# Titanium Backup switching to a new phone



## Droidianslip (Sep 13, 2011)

Curious if anyone knosws the answer to this, if I run backup on Titanium, can I copy that folder off the SD card and copy it to a new SD card in a new phone and run restore and get everything back on the new phone?


----------



## usiris208 (Sep 12, 2011)

As far as i know from reading the forums...as long its the same phone as you did the back up on it will work and be on the same rom if rooted.

As for the future, your task is not to see it, but to enable it. - Antoine de Saint Exupery


----------



## landshark (Aug 6, 2011)

tculin said:


> Curious if anyone knosws the answer to this, if I run backup on Titanium, can I copy that folder off the SD card and copy it to a new SD card in a new phone and run restore and get everything back on the new phone?


Yes, this will work. I did this exact process when going from my Fascinate to my Charge. I first tried simply using the SD card from my Fascinate in my Charge, but that didn't work out so well. I then transferred the contents I needed from my old SD card to my computer, then transferred them to the SD card that came with the Charge. Put the SD card in the Charge and restored with Titanium Backup with no problems.


----------



## Dance Pony (Sep 5, 2011)

"tculin said:


> Curious if anyone knosws the answer to this, if I run backup on Titanium, can I copy that folder off the SD card and copy it to a new SD card in a new phone and run restore and get everything back on the new phone?


I copy n pasted my files from old sd card and when I recover I list all my game saves


----------



## quarky42 (Sep 15, 2011)

I pulled my SD card out of my Fascinate and put it in my Charge and restored only my Apps w/ data and it worked great. (that was back on Froyo). I had a problem restoring apps on the latest Gingerbread leak EP3HA and finally resolved it by using the interactive restore method. Required a lot more work, but it did succeed.


----------

| Provided material |
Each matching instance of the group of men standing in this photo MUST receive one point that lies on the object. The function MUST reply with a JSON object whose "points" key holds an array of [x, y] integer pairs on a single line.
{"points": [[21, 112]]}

| Work instructions |
Reproduce the passage of the Titanium Backup thread from "Yes, this will" up to and including "with no problems.". The listing has no connection to the forum thread about Titanium Backup.

| Result below |
Yes, this will work. I did this exact process when going from my Fascinate to my Charge. I first tried simply using the SD card from my Fascinate in my Charge, but that didn't work out so well. I then transferred the contents I needed from my old SD card to my computer, then transferred them to the SD card that came with the Charge. Put the SD card in the Charge and restored with Titanium Backup with no problems.